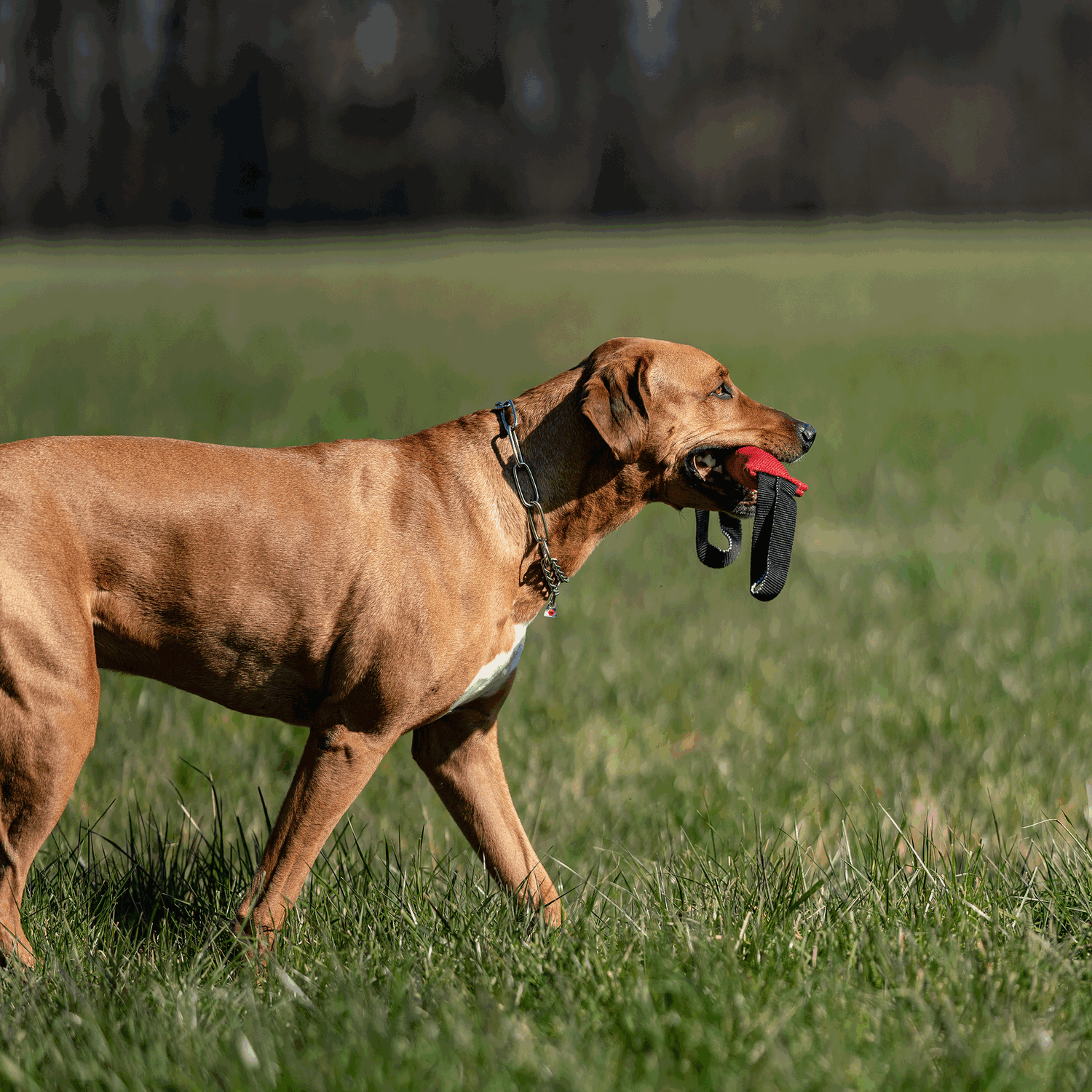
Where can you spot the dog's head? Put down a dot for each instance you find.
(674, 413)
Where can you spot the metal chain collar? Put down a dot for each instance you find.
(552, 571)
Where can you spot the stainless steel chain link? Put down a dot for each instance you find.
(528, 491)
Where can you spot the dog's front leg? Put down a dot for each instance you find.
(459, 753)
(336, 766)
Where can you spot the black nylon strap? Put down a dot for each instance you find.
(710, 555)
(772, 539)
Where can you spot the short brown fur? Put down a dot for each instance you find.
(354, 587)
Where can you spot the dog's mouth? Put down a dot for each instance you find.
(722, 475)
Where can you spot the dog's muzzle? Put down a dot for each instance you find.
(772, 535)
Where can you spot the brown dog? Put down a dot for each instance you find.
(364, 589)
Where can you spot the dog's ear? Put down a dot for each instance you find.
(615, 402)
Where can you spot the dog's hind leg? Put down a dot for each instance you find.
(47, 729)
(459, 753)
(336, 766)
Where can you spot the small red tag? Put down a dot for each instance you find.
(759, 460)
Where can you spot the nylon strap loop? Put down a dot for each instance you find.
(712, 556)
(772, 539)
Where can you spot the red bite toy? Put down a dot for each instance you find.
(762, 461)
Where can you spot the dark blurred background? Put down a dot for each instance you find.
(137, 113)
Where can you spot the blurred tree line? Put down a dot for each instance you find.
(137, 113)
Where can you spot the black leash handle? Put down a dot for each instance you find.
(712, 556)
(772, 539)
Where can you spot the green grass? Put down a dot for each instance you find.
(836, 841)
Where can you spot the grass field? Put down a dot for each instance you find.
(839, 841)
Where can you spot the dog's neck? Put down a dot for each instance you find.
(585, 491)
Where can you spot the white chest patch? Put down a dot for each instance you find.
(495, 674)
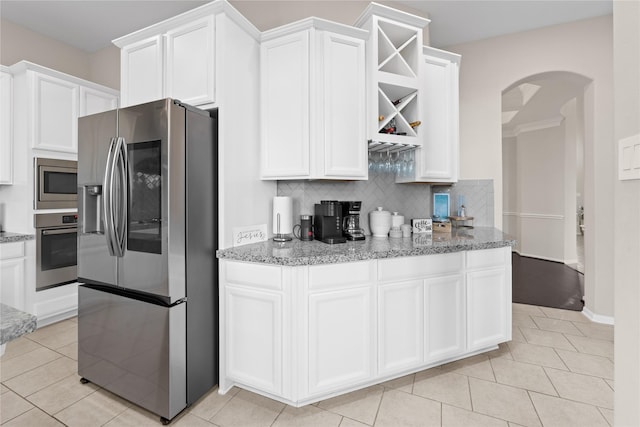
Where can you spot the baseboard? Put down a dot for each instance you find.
(539, 257)
(598, 318)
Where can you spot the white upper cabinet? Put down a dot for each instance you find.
(6, 126)
(394, 51)
(94, 101)
(55, 113)
(141, 71)
(312, 102)
(172, 59)
(437, 160)
(48, 103)
(190, 62)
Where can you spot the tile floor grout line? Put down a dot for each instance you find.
(277, 416)
(384, 390)
(534, 407)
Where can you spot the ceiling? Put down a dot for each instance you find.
(91, 25)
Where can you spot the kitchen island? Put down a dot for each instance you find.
(305, 321)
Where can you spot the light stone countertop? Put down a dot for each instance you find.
(8, 237)
(296, 252)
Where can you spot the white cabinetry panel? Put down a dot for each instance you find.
(343, 94)
(487, 311)
(93, 101)
(438, 159)
(142, 71)
(6, 127)
(12, 274)
(400, 326)
(254, 338)
(313, 102)
(445, 316)
(55, 114)
(284, 65)
(341, 345)
(190, 62)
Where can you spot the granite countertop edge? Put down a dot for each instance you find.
(8, 237)
(295, 253)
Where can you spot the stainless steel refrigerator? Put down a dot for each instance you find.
(147, 235)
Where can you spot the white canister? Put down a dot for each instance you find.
(380, 222)
(397, 220)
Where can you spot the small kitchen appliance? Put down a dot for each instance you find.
(351, 224)
(305, 228)
(380, 222)
(327, 222)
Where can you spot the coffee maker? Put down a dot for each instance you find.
(327, 222)
(351, 225)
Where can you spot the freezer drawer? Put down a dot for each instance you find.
(133, 348)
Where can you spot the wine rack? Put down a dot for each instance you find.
(395, 52)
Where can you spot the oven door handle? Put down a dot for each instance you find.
(107, 185)
(60, 231)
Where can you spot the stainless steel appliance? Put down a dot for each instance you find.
(148, 309)
(55, 184)
(351, 225)
(327, 222)
(56, 249)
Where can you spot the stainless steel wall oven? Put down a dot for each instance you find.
(56, 183)
(56, 249)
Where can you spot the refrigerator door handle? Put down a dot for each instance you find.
(121, 208)
(107, 204)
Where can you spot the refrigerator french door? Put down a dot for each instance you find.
(146, 253)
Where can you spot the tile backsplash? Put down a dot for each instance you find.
(477, 196)
(410, 200)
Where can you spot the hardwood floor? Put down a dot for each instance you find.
(546, 283)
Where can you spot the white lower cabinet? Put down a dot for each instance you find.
(254, 338)
(445, 317)
(488, 281)
(13, 264)
(303, 334)
(341, 340)
(487, 321)
(400, 326)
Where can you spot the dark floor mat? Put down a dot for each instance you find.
(546, 283)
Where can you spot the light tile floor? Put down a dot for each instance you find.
(557, 371)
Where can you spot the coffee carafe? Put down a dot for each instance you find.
(327, 222)
(351, 225)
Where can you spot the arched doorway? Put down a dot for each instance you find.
(543, 186)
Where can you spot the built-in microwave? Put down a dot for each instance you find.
(56, 183)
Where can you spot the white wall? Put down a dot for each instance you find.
(490, 66)
(626, 218)
(534, 192)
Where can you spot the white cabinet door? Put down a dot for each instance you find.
(488, 305)
(12, 274)
(445, 316)
(190, 62)
(253, 330)
(141, 71)
(343, 134)
(437, 161)
(284, 74)
(93, 101)
(400, 326)
(6, 128)
(55, 114)
(341, 340)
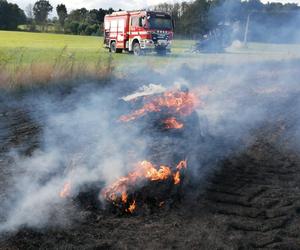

#### What to produce
The reply must consist of the records, repeated exactly, minus any images.

#### Task result
Where can you spot the dog's head? Put down a dot for each instance you find.
(674, 413)
Where can you spot the metal chain collar? Put down a dot for each instance you find.
(552, 571)
Where can you spot the stainless steel chain link? Put down a dot for each instance you find.
(528, 491)
Where can you spot the dog's front leg? Put down a dot for each instance you find.
(459, 753)
(336, 766)
Where can you spot the black nylon strap? Put down a dot for each instance you find.
(710, 555)
(772, 539)
Where can you spot the short brown fur? Put down a dot for each instance you find.
(354, 587)
Where can you spot the dog's mouth? Put down a dot for each instance you find.
(722, 475)
Where can you spot the dog's muzzle? Put down a dot for each instance you find.
(772, 535)
Where can you spot the brown dog? Put down a dot for each instance you find.
(364, 589)
Where can you spot the dog's ear? Put down a dot for each instance you find.
(615, 402)
Where can you spot the dog's hind leg? Put down a dot for each instance you find.
(47, 729)
(459, 753)
(336, 766)
Where can you spot the small red tag? Put down a dot for each instance you find.
(759, 460)
Where can you spot the nylon strap loop? Put down a dot for each instance you find.
(712, 556)
(772, 539)
Where can you spot the red bite toy? Put down a dot for each instance you find.
(762, 461)
Where can you spot the dark blurred background? Put down a dot for each instance you find.
(137, 113)
Where can you spot the blurred tree line? Put down a dot for each instance you find.
(137, 113)
Where can you spot the black leash handle? Put down a dot for each instance you find.
(712, 556)
(772, 539)
Where can you spot the green grass? Put down a dot for each instance you find.
(836, 841)
Where can you spot the grass field? Put down a dot for each instance you find.
(839, 841)
Where can you spot the dog's neck? Put down a dot for each instance you find.
(585, 491)
Where can you spot the white chest patch? Put down a dot for each instance you find.
(495, 674)
Where can you spot the baseboard? Put down a dot for each instance you find.
(539, 257)
(598, 318)
Where can you spot the white upper cabinet? Put down a dot for each instance you find.
(6, 126)
(394, 51)
(94, 101)
(55, 113)
(141, 71)
(312, 102)
(172, 59)
(437, 160)
(48, 103)
(190, 62)
Where can you spot the tile floor grout line? Put down a dot for each instance you find.
(277, 416)
(384, 390)
(534, 407)
Where can you spot the ceiling? Put down a dot for each instance you find.
(91, 25)
Where can you spot the kitchen island? Put down a dot for each instance you find.
(305, 321)
Where can you spot the light stone countertop? Put down a dot for each instance you find.
(8, 237)
(296, 252)
Where can you spot the white cabinetry panel? Put down a dot for each instance you find.
(343, 94)
(487, 311)
(93, 101)
(438, 159)
(142, 71)
(6, 127)
(12, 274)
(400, 326)
(254, 338)
(313, 102)
(445, 316)
(55, 114)
(284, 65)
(341, 345)
(190, 62)
Where can you spot the granite countertop edge? Put down a dot for each instance you find.
(8, 237)
(295, 253)
Where can you spot the stainless steel refrigerator? Put down a dot for each instance you find.
(147, 235)
Where can you spot the white canister? Put down a dot for each instance you find.
(380, 222)
(397, 220)
Where can you spot the small kitchen appliance? Put down a dot for each instance you find.
(351, 224)
(305, 228)
(380, 222)
(327, 222)
Where can you spot the coffee maker? Put down a dot for each instance you find.
(327, 222)
(351, 225)
Where can you spot the freezer drawer? Put down a dot for each instance you find.
(133, 348)
Where can you spot the wine rack? Put down a dot for each instance you find.
(395, 52)
Where can you spot the oven door handle? Put down a dot for each instance you find.
(107, 185)
(60, 231)
Where can you spot the stainless steel appliance? Put down a dot for each instance you find.
(148, 309)
(55, 184)
(351, 225)
(327, 222)
(56, 249)
Where can you spot the stainless steel wall oven? Put down a dot for each instance you find.
(56, 183)
(56, 249)
Where can you spot the refrigerator door handle? Put down a dot for each instance you find.
(121, 208)
(107, 204)
Where can you spot the refrigerator french door? Put down a dot for each instance you find.
(146, 253)
Where can you spot the tile backsplash? Put down a dot for each instance you find.
(477, 196)
(410, 200)
Where can you spot the hardwood floor? Put down a dot for each instance you find.
(546, 283)
Where can you spot the white lower cabinet? Put down a dot for each instance you find.
(254, 338)
(445, 317)
(488, 281)
(13, 264)
(303, 334)
(341, 340)
(487, 321)
(400, 326)
Where can you spot the dark floor mat? Put down a dot for each instance you find.
(546, 283)
Where can you spot the light tile floor? Put down a dot for each instance you find.
(557, 371)
Where can you spot the coffee carafe? Put down a dot for each instance you find.
(327, 222)
(351, 225)
Where can you spot the arched doorway? Put down a dot for each instance you find.
(543, 186)
Where can you spot the built-in microwave? Put down a dot for each instance you find.
(56, 183)
Where can you spot the white wall? Put down a dot for each instance you find.
(490, 66)
(626, 218)
(534, 192)
Where can you spot the white cabinet door? Put down a dot for each instance you find.
(488, 305)
(12, 274)
(445, 316)
(190, 62)
(253, 330)
(141, 71)
(343, 134)
(437, 161)
(284, 74)
(93, 101)
(400, 326)
(6, 128)
(55, 114)
(341, 340)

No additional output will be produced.